Start of Provided information

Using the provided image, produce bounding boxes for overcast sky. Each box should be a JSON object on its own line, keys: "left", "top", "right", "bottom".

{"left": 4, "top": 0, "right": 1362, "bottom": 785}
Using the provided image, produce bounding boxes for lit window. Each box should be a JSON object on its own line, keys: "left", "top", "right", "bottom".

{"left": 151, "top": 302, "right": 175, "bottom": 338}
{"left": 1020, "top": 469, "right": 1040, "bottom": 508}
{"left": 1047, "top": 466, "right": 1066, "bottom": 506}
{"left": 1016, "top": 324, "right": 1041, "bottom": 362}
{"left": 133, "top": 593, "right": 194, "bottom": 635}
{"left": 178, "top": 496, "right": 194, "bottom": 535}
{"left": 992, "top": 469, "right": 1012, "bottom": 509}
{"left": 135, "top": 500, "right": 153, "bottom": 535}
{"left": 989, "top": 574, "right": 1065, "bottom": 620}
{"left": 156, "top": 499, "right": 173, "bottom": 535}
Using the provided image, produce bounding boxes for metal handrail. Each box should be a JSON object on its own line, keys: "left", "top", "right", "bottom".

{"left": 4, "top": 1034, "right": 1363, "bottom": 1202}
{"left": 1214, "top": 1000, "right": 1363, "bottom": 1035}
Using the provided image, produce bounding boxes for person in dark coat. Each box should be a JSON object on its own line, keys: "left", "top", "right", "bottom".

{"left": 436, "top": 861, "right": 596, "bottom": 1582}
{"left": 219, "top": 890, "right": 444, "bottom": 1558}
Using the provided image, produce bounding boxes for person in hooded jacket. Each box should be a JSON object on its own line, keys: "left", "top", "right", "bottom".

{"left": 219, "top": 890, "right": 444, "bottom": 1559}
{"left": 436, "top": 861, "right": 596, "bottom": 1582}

End of Provided information

__The problem__:
Each line above is to be copied exactly as written.

__Solution__:
Using the provided image, produce bounding boxes for overcast sky. Each box should be a JSON object on its own line, keys: "left", "top", "right", "bottom".

{"left": 4, "top": 0, "right": 1362, "bottom": 785}
Using the provided image, produce bounding boxes for lit window. Each box should be a JSON object on its own line, keys: "left", "top", "right", "bottom".

{"left": 151, "top": 302, "right": 175, "bottom": 338}
{"left": 1020, "top": 469, "right": 1040, "bottom": 508}
{"left": 1047, "top": 466, "right": 1066, "bottom": 506}
{"left": 1016, "top": 324, "right": 1041, "bottom": 362}
{"left": 133, "top": 593, "right": 194, "bottom": 635}
{"left": 178, "top": 496, "right": 194, "bottom": 535}
{"left": 992, "top": 469, "right": 1012, "bottom": 509}
{"left": 135, "top": 500, "right": 153, "bottom": 535}
{"left": 989, "top": 574, "right": 1065, "bottom": 620}
{"left": 156, "top": 499, "right": 173, "bottom": 535}
Using the provided image, produce bounding boxes for metal handrail. Each box should be a JSON object on its own line, keys: "left", "top", "right", "bottom".

{"left": 4, "top": 1034, "right": 1363, "bottom": 1202}
{"left": 1214, "top": 1000, "right": 1363, "bottom": 1035}
Using the provided image, produce bounding boxes for person in dark coat. Each box should be a JSON object on its own line, keys: "left", "top", "right", "bottom".

{"left": 436, "top": 861, "right": 596, "bottom": 1582}
{"left": 219, "top": 890, "right": 444, "bottom": 1558}
Using the provided image, produce bounding boxes for person in hooded jacket. Each box should be a JSON object on its own line, keys: "left", "top", "right", "bottom".

{"left": 219, "top": 890, "right": 444, "bottom": 1559}
{"left": 436, "top": 861, "right": 596, "bottom": 1582}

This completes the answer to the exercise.